Exercise description
Retype the records below exactly as they appear, but leave out any pictures.

Data provided
--- --- ---
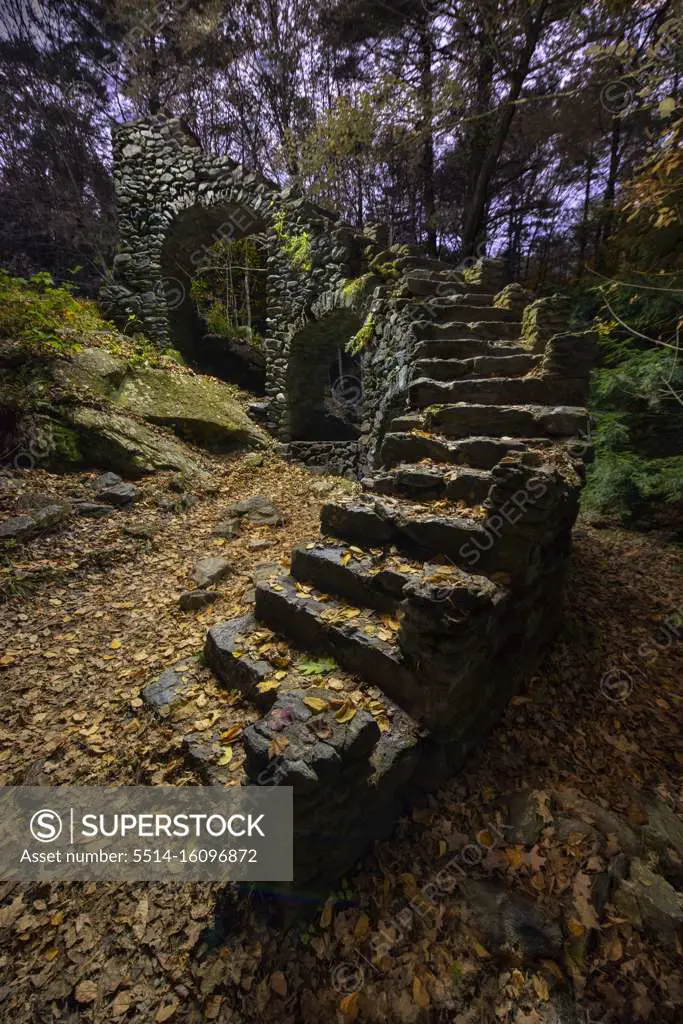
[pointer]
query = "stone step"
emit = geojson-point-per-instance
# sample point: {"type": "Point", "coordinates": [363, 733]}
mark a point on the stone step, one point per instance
{"type": "Point", "coordinates": [495, 390]}
{"type": "Point", "coordinates": [409, 526]}
{"type": "Point", "coordinates": [458, 310]}
{"type": "Point", "coordinates": [463, 348]}
{"type": "Point", "coordinates": [427, 481]}
{"type": "Point", "coordinates": [431, 330]}
{"type": "Point", "coordinates": [465, 420]}
{"type": "Point", "coordinates": [478, 453]}
{"type": "Point", "coordinates": [371, 580]}
{"type": "Point", "coordinates": [479, 368]}
{"type": "Point", "coordinates": [360, 640]}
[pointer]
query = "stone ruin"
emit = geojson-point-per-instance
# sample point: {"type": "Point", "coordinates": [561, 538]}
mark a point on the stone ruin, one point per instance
{"type": "Point", "coordinates": [437, 588]}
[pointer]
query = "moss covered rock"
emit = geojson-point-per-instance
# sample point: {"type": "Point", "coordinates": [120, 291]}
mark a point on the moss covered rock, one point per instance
{"type": "Point", "coordinates": [99, 437]}
{"type": "Point", "coordinates": [198, 409]}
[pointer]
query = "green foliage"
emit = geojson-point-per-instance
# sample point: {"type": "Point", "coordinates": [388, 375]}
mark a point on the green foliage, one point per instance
{"type": "Point", "coordinates": [296, 247]}
{"type": "Point", "coordinates": [321, 667]}
{"type": "Point", "coordinates": [43, 318]}
{"type": "Point", "coordinates": [363, 338]}
{"type": "Point", "coordinates": [356, 287]}
{"type": "Point", "coordinates": [229, 292]}
{"type": "Point", "coordinates": [42, 315]}
{"type": "Point", "coordinates": [636, 403]}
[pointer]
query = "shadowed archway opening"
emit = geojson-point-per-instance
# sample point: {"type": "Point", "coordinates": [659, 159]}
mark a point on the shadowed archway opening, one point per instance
{"type": "Point", "coordinates": [214, 282]}
{"type": "Point", "coordinates": [324, 382]}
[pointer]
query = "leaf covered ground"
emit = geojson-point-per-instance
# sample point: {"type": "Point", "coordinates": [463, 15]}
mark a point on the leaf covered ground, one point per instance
{"type": "Point", "coordinates": [91, 614]}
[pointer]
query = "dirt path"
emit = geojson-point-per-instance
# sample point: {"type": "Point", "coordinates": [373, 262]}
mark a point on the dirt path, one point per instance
{"type": "Point", "coordinates": [93, 614]}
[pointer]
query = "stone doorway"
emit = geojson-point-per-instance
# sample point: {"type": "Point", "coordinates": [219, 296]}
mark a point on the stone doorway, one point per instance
{"type": "Point", "coordinates": [325, 384]}
{"type": "Point", "coordinates": [214, 288]}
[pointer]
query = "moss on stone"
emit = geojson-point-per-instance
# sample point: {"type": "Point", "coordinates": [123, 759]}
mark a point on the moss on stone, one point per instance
{"type": "Point", "coordinates": [364, 337]}
{"type": "Point", "coordinates": [66, 444]}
--- --- ---
Solution to the exercise
[pointer]
query = "stone step"
emit = geojson-point-per-instance
# sample point: {"type": "Point", "coordinates": [363, 733]}
mark a point on the stone step, one point per instance
{"type": "Point", "coordinates": [495, 390]}
{"type": "Point", "coordinates": [409, 526]}
{"type": "Point", "coordinates": [458, 310]}
{"type": "Point", "coordinates": [463, 348]}
{"type": "Point", "coordinates": [427, 481]}
{"type": "Point", "coordinates": [431, 330]}
{"type": "Point", "coordinates": [465, 420]}
{"type": "Point", "coordinates": [478, 453]}
{"type": "Point", "coordinates": [371, 580]}
{"type": "Point", "coordinates": [479, 368]}
{"type": "Point", "coordinates": [360, 640]}
[pointer]
query = "stone ruin"
emit = geojson-point-per-instance
# sample point: {"type": "Point", "coordinates": [561, 538]}
mark a point on the stone ruin, one point per instance
{"type": "Point", "coordinates": [437, 588]}
[pointer]
query = "moss covered rock"
emit = geojson-point-per-instance
# sample point: {"type": "Point", "coordinates": [120, 291]}
mark a point on the moss covered rock, one point per instance
{"type": "Point", "coordinates": [99, 437]}
{"type": "Point", "coordinates": [198, 409]}
[pointer]
query = "green foliage"
emit = geojson-point-per-instance
# sample point: {"type": "Point", "coordinates": [388, 375]}
mark a point on the green foliage, one point per instance
{"type": "Point", "coordinates": [296, 247]}
{"type": "Point", "coordinates": [321, 667]}
{"type": "Point", "coordinates": [43, 318]}
{"type": "Point", "coordinates": [363, 338]}
{"type": "Point", "coordinates": [356, 287]}
{"type": "Point", "coordinates": [229, 292]}
{"type": "Point", "coordinates": [42, 315]}
{"type": "Point", "coordinates": [636, 403]}
[pointer]
query = "shadowed archway opening"
emit = geojson-point-per-instance
# sample point: {"type": "Point", "coordinates": [659, 159]}
mark a point on the shadowed archway opening, one point per instance
{"type": "Point", "coordinates": [214, 282]}
{"type": "Point", "coordinates": [324, 382]}
[pointer]
query = "leaf covered ground"
emit = geojson-point-per-instance
# sample point: {"type": "Point", "coordinates": [463, 15]}
mark a point on the leaf covered ground, one point per instance
{"type": "Point", "coordinates": [91, 614]}
[pointer]
query = "dirt path"
emit = geojson-point-per-instance
# sample point: {"type": "Point", "coordinates": [373, 262]}
mark a point on the dirt path, one point per instance
{"type": "Point", "coordinates": [93, 614]}
[pointer]
query = "stone doorway"
emit = geojson-point-per-instance
# sample point: {"type": "Point", "coordinates": [219, 296]}
mark a point on the stone doorway, one point per instance
{"type": "Point", "coordinates": [325, 384]}
{"type": "Point", "coordinates": [214, 288]}
[pointer]
query = "moss on stone"
emit = geojson-point-per-instance
# sample point: {"type": "Point", "coordinates": [123, 759]}
mark a point on the moss on stone, one point per instance
{"type": "Point", "coordinates": [364, 337]}
{"type": "Point", "coordinates": [66, 444]}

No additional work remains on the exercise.